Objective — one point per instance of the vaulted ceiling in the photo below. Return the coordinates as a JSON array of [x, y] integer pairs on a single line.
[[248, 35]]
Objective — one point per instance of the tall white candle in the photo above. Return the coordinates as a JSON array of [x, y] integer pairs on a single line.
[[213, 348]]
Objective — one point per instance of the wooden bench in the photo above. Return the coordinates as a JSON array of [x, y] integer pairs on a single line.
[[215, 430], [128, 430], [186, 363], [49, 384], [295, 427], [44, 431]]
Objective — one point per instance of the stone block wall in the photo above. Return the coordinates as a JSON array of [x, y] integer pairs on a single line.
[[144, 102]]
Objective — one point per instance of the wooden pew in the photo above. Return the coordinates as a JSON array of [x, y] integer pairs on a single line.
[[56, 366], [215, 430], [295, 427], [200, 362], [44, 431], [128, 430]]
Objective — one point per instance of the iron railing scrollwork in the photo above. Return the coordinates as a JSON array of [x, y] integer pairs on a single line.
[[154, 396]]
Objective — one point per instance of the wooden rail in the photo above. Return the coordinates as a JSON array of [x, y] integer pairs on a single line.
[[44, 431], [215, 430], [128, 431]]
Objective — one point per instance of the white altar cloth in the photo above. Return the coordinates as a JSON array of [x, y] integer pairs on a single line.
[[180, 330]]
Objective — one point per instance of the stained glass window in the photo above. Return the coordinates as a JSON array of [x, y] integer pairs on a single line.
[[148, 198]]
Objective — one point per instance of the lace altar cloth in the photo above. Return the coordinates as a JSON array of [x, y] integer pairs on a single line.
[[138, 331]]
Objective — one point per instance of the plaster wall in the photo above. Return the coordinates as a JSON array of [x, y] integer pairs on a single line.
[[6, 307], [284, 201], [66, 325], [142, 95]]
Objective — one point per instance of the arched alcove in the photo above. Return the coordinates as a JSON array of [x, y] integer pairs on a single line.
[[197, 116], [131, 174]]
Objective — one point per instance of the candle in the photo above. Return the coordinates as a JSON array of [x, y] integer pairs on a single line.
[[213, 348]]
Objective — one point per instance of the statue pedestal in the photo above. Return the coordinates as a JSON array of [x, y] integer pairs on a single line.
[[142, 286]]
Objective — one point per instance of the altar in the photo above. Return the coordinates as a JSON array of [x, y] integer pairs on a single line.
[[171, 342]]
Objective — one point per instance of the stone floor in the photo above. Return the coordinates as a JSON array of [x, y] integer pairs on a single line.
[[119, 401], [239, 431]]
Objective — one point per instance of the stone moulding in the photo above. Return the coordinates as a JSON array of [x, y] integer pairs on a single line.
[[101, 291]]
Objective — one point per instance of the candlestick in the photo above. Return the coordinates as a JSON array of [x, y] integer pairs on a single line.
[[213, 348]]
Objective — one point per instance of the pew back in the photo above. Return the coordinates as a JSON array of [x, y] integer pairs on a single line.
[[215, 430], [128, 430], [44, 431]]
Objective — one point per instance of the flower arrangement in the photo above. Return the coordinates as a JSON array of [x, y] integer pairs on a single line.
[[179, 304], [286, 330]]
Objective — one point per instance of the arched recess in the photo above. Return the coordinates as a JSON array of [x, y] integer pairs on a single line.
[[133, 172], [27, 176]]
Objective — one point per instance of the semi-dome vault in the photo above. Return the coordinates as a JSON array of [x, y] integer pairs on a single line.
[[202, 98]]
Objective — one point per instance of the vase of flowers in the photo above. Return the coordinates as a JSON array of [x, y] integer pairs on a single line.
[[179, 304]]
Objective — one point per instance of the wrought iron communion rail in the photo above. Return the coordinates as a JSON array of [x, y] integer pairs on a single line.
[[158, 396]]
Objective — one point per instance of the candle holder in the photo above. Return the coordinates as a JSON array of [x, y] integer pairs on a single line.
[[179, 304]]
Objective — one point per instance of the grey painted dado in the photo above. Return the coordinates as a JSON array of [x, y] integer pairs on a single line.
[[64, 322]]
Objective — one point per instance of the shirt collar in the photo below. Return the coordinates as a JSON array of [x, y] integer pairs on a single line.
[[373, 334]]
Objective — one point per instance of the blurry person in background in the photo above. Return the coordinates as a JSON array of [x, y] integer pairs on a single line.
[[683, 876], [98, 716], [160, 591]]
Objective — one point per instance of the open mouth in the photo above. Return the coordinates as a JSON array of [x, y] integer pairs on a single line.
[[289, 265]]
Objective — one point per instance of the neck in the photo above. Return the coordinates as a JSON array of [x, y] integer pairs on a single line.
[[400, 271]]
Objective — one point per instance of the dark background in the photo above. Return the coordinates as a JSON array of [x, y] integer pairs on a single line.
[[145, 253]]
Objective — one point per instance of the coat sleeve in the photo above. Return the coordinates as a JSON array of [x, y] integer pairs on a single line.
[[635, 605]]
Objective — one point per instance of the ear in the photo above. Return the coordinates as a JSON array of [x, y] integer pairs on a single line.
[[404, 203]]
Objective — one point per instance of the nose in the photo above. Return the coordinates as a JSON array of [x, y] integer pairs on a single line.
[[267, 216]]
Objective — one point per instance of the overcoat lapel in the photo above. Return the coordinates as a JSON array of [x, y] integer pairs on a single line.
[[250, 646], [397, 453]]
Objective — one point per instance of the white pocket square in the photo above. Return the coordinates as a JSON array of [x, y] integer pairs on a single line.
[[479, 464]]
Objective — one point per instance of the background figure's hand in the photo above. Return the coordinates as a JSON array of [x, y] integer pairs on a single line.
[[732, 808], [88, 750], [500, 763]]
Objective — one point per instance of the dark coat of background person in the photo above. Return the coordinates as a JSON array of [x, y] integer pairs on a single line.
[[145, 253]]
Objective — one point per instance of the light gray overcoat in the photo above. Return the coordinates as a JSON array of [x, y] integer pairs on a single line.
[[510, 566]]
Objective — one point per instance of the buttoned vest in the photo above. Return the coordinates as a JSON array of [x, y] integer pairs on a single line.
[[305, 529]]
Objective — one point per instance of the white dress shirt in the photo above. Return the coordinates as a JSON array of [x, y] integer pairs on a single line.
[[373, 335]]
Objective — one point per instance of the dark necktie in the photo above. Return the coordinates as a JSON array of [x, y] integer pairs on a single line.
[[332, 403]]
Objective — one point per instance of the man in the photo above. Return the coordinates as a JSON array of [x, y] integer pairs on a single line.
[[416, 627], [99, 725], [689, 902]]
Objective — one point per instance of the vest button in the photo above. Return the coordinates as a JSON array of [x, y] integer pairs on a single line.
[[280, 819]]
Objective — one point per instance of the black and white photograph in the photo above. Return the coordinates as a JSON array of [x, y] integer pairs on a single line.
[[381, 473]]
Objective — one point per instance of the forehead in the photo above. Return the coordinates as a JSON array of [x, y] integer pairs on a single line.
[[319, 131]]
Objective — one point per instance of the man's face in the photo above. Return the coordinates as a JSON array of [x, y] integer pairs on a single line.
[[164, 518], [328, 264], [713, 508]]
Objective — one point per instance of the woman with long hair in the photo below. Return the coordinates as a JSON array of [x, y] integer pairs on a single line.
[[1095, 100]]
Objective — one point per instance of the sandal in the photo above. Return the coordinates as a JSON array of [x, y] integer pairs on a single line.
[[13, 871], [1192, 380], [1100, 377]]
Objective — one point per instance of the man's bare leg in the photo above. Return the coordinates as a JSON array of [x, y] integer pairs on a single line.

----------------------------------------

WHAT YOU SHOULD DO: Would you restate the whole listing word for word?

RESPONSE TO THIS TASK:
Objective — one point per instance of the vaulted ceiling in the photo below. Return the coordinates as a JSON array of [x, y] integer pairs on a single line.
[[248, 35]]
Objective — one point per instance of the tall white candle in the photo above. Return the coordinates as a JSON array of [x, y] integer pairs on a single line.
[[213, 348]]
Objective — one point per instance of the wooden bench in the photo above. Return the coordinates as a JSON array of [x, y] integer pairs on a single line.
[[215, 430], [128, 430], [186, 363], [49, 384], [295, 427], [44, 431]]
Objective — one point per instance of the stone block wall in the photo above. Return the coordinates as a JSON array of [x, y] integer pairs on a single line.
[[144, 102]]
Objective — one point per instance of the wooden pew in the photo above. Return the coordinates as a JSON array of [x, y] integer pairs on a single line.
[[56, 366], [215, 430], [295, 427], [200, 362], [44, 431], [128, 430]]
Objective — one point per instance of the iron railing scrollwork in the photo above. Return the coordinates as a JSON array of [x, y] integer pairs on a single line.
[[154, 396]]
Objective — one point per instance of the wooden rail in the photo above. Return the coordinates as a JSON array of [x, y] integer pairs on a single line.
[[44, 431], [215, 430], [128, 431]]
Objective — one point per instance of the white altar cloth in the photo above. Return the coordinates as a JSON array of [x, y] integer pairs on a single line.
[[180, 330]]
Objective — one point per instance of the stained glass window in the photo above. Return the coordinates as a JSON array of [x, y] integer pairs on a single line.
[[148, 198]]
Objective — one point per instance of the lace altar cloth in the photo above. Return the coordinates as a JSON array of [x, y] integer pairs on a single line.
[[138, 331]]
Objective — one point per instance of the plaster wall in the photo above. Return the coordinates as a JSON array of [x, y] integer pairs on a single line.
[[6, 307], [284, 201], [66, 325], [142, 95]]
Objective — one point per instance of the arched alcove in the photo above. Return the coordinates as a JSON array of [x, y] integer pairs on a single line.
[[197, 116], [131, 174]]
Objective — one point per instance of the candle in the photo above. Return the coordinates as a JSON array of [x, y] integer pairs on a single line.
[[213, 348]]
Objective — one point per instance of the statue pedestal in the photo above. Return the coordinates as a JSON array of [x, y] integer pairs on a single line.
[[142, 286]]
Objective — one point per instance of the altar in the photo above. Return the coordinates as a JSON array of [x, y] integer pairs on a single line.
[[171, 342]]
Objective — one point per instance of the stone floor in the photo above. Return the coordinates as a JSON array of [x, y] integer pairs on a single line.
[[119, 401], [239, 431]]
Objective — one point per instance of the stone moulding in the photo above. Return the coordinates as a JSON array of [x, y] integer pairs on a single line.
[[101, 291]]
Objective — one point per instance of the candlestick in the photo above. Return the coordinates as a JSON array of [x, y] integer pairs on a single line.
[[213, 348]]
Objective — one point per instance of the pew back in the photo above. Return the coordinates as a JSON array of [x, y] integer pairs on a single line.
[[215, 430], [128, 430], [44, 431]]
Objective — one point per instance of the flower arrangement in the photo above. Return the coordinates as a JSON array of [x, y] integer pairs on a single line.
[[179, 304], [286, 330]]
Objective — one point per instance of the arched recess in the photo above. Return the coordinates as a JSON array of [x, y] integer pairs on a single line.
[[133, 172], [27, 176]]
Objective — one point per instance of the semi-dome vault in the photo above. Return the coordinates as a JSON array of [x, y] integer pairs on a single line.
[[202, 98]]
Objective — one point per instance of the vase of flowers in the photo above. Return the coordinates as a JSON array of [x, y] integer pairs on a single line.
[[179, 304]]
Objective — one point per instance of the wrought iron communion rail in the photo above. Return the coordinates as a JSON array of [x, y] integer pairs on a single line.
[[158, 396]]
Objective — one point per instance of the candle holder in the photo above. Return the coordinates as a JSON array of [x, y] integer pairs on a single line.
[[179, 304]]
Objective — one point per instance of the grey painted dado in the photo above. Return the coordinates as a JSON array of [x, y] integer pairs on a single line.
[[64, 322]]
Objective — one point per instance of the shirt collar in the photo below. Return the coordinates as a JSON array of [x, y] integer pairs on a single line.
[[373, 334]]
Objective — one point per instance of the blurry person in background in the photo above. Return the coordinates as a JSON array of [x, y] integer pairs on a single line.
[[683, 876], [98, 716], [160, 591]]
Objective — one point per instance of the open mouth in the photo above. Return the coordinates as a JSON array of [x, y] integer pairs on a single line.
[[289, 265]]
Objective — one point per instance of the neck in the photo above. Return the coordinates as a JSON array of [x, y] integer pairs on a single line.
[[400, 271]]
Objective — one point per instance of the dark background in the photo above. Return the coordinates as a JSON array of [x, y] integer pairs on a single line.
[[145, 253]]
Objective — one point per instance of the coat sleeve in the photo above. Return the coordinates as a JSON array of [x, y] integer pairs on a single line.
[[635, 605]]
Objective — one point per instance of the ear in the photo above. Return the coordinates as a JSON array of [x, y] integer pairs on a single line.
[[404, 203]]
Objective — one point per instance of the nose in the photo above. Return the coordinates as a JSON array of [x, y] integer pairs on a single line.
[[267, 216]]
Objective — one point per instance of the overcoat lapel in the photo above. Return the coordinates as a JSON array of [x, y] integer pairs on a single line.
[[250, 646], [397, 453]]
Objective — one point per instance of the white pocket square in the photo above. Return the coordinates as a JSON array of [x, y] integer pairs on a single line.
[[479, 464]]
Objective — one point per instance of the background figure's hand in the photo above. Return the coordinates as a JSON array of [x, y] integer pairs on a single line.
[[732, 808], [88, 750], [500, 763]]
Objective — one point per instance of the dark coat of background person in the photo above. Return the coordinates as a JSON array of [x, y] integer pairs on a single line.
[[145, 253]]
Objective — one point per instance of the light gray overcoat in the photo above. Return the coordinates as a JSON array of [x, y] integer pairs on a single line.
[[510, 566]]
Objective — one point per instance of the buttoned vest in the photo above. Return the coordinates as a JSON array of [x, y] integer pairs on a single line.
[[305, 529]]
Objective — one point per instance of the white dress shirt in the photo above. Return the coordinates as a JSON array of [x, y] integer pairs on a single line.
[[373, 335]]
Objective — one point per instance of the dark necktie in the photo above. Return the coordinates as a JSON array of [x, y] integer pairs on a single line.
[[332, 403]]
Objective — one point per instance of the man in the photo above. Return the coordinates as a JSON array of [x, y] integer pairs on a single line.
[[416, 627], [99, 725], [689, 902]]
Objective — one point per instance of the vest button in the photo above. Return the coordinates as a JSON array of [x, y] integer pairs on a single line.
[[280, 819]]
Objective — one point per instance of the black and white photograph in the photo above. Return the coordinates as a JSON array of [x, y] integer pairs on a single line.
[[381, 473]]
Objective — one point per instance of the forehead in the photo above. Return the coordinates as a JSON array of [x, y] integer pairs on a single line.
[[319, 131]]
Objective — one point per instance of the man's face in the photo above. Return the coordinates as a JSON array of [x, y] integer pairs on a single line.
[[164, 518], [328, 264], [713, 508]]
Objective — one point per instance of the woman with long hair in the photo below. Return the coordinates as a JSON array of [x, y] integer pairs on a single line.
[[1095, 100]]
Objective — one point per instance of the sandal in the photo above. Return the coordinates as a JSON array of [x, y] integer pairs on a single line.
[[13, 871], [1192, 380], [1100, 377]]
Objective — one point per instance of the man's bare leg in the photo above. Return the coordinates as a JSON array of [x, y] integer pairs on a single line.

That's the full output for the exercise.